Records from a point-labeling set
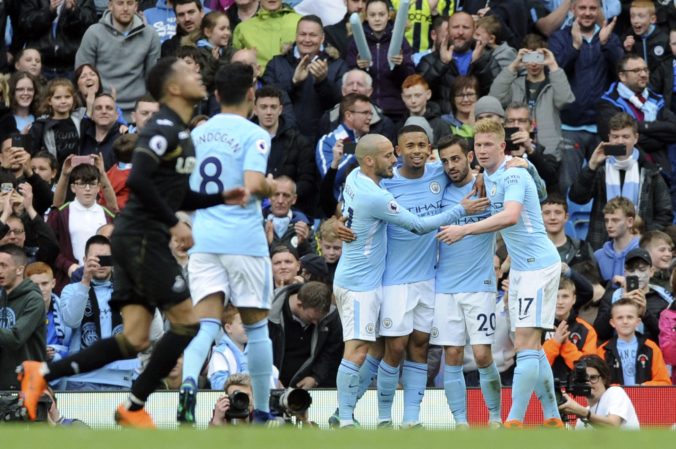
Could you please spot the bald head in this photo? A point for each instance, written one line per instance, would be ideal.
(369, 145)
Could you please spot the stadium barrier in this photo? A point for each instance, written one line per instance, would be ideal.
(655, 406)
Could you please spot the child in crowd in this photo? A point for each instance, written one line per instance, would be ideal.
(644, 38)
(632, 358)
(572, 337)
(57, 131)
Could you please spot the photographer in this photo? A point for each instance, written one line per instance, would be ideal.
(608, 406)
(523, 143)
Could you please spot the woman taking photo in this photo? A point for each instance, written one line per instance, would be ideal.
(608, 406)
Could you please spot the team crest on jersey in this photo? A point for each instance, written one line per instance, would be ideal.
(262, 146)
(7, 318)
(158, 144)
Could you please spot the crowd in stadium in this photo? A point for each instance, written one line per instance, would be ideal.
(585, 90)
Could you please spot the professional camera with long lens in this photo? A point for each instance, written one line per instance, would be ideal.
(239, 406)
(11, 409)
(575, 385)
(290, 402)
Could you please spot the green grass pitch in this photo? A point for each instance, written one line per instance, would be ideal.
(261, 438)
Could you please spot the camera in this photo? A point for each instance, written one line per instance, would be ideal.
(12, 410)
(576, 384)
(289, 402)
(239, 406)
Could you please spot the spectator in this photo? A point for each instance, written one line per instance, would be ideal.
(16, 168)
(333, 162)
(338, 35)
(656, 124)
(100, 131)
(644, 38)
(291, 154)
(144, 108)
(24, 97)
(658, 244)
(608, 406)
(524, 143)
(416, 93)
(572, 337)
(189, 14)
(306, 334)
(587, 53)
(543, 87)
(633, 358)
(29, 60)
(310, 76)
(619, 215)
(123, 148)
(86, 310)
(631, 176)
(465, 91)
(651, 299)
(357, 81)
(227, 357)
(285, 266)
(58, 335)
(491, 45)
(330, 246)
(284, 226)
(162, 18)
(22, 317)
(55, 29)
(453, 58)
(555, 216)
(57, 131)
(123, 48)
(241, 10)
(75, 222)
(272, 28)
(387, 72)
(21, 225)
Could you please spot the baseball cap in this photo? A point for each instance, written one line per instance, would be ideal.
(315, 265)
(638, 253)
(488, 105)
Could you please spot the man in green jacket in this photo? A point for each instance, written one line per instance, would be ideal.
(22, 317)
(271, 31)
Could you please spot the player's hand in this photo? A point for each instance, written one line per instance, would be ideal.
(598, 157)
(307, 383)
(302, 231)
(239, 196)
(451, 234)
(183, 235)
(561, 333)
(474, 206)
(343, 232)
(269, 232)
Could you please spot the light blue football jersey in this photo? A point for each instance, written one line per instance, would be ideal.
(412, 257)
(368, 208)
(225, 147)
(466, 266)
(527, 241)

• _GIVEN INSTRUCTION_: Rewrite the lines above with every "Could you please spot" changed to "Please locate" and nothing else altered, and please leave out the pictures.

• _EXERCISE OUTPUT_:
Please locate the bald head in this photo? A point for each instance, written one line per instance, would be ideal.
(369, 145)
Please locate the stadium barrier in this photo? A point for each instance, written one line per instance, would be ideal.
(655, 406)
Please locate the child in crowd in this photo? A point for each instance, written one line per instance, would be ideal.
(644, 38)
(632, 358)
(572, 337)
(57, 131)
Please locate the photographer in this photo? A point for each instance, written one line per instance, would be ideal.
(608, 406)
(523, 143)
Please locate the woman taking photo in this photo? A point for each instance, written one line per instance, would be ideal.
(608, 406)
Please locate the team crest on jersey in this photo? A point for each instance, written one line per instance, would be ideal.
(262, 146)
(7, 318)
(158, 144)
Please locate the crowd in stadium in this photo? A point for each instance, written one line per instance, would be ideal.
(585, 90)
Please locate the professional camera with long lens in this photo? A point for each instance, written one line per instance, would be ideal.
(239, 406)
(11, 409)
(575, 385)
(290, 402)
Please locate the green grass pitch in this photo? A point for each instance, written one line per instance, would be ideal.
(261, 438)
Please locate the camera in this photo? A point for each instance, written one line per instance, would be ideal.
(12, 410)
(576, 384)
(289, 402)
(239, 406)
Please locate the spectator in this photo? A point for each instance, written one line per instance, would be ideal.
(16, 168)
(333, 162)
(338, 35)
(656, 124)
(100, 131)
(644, 38)
(291, 154)
(144, 108)
(24, 97)
(658, 244)
(608, 406)
(524, 143)
(416, 93)
(572, 337)
(189, 14)
(306, 334)
(587, 53)
(543, 87)
(633, 358)
(29, 60)
(310, 76)
(619, 215)
(123, 148)
(86, 310)
(631, 176)
(465, 91)
(651, 299)
(357, 81)
(227, 357)
(285, 266)
(58, 335)
(491, 45)
(330, 246)
(284, 226)
(162, 18)
(22, 317)
(55, 29)
(453, 58)
(555, 216)
(57, 131)
(123, 48)
(241, 10)
(75, 222)
(272, 28)
(387, 72)
(21, 225)
Please locate the baseball cap in this photo? A point for each instance, written one line per instance, would be ideal.
(315, 265)
(638, 253)
(488, 105)
Please locate the man in green jacket in this photo? A point for each instance, written one line per instance, would be ideal.
(22, 317)
(271, 31)
Please locate the player's hand in this photo? A point for each instance, written one line per instance, would be ideal.
(598, 157)
(307, 383)
(302, 231)
(239, 196)
(451, 234)
(183, 235)
(561, 333)
(474, 206)
(343, 232)
(269, 232)
Please locate the light blue football jersey in this photo? A point for each instance, written one line per instance, would be ideal.
(412, 257)
(368, 208)
(225, 147)
(466, 266)
(527, 241)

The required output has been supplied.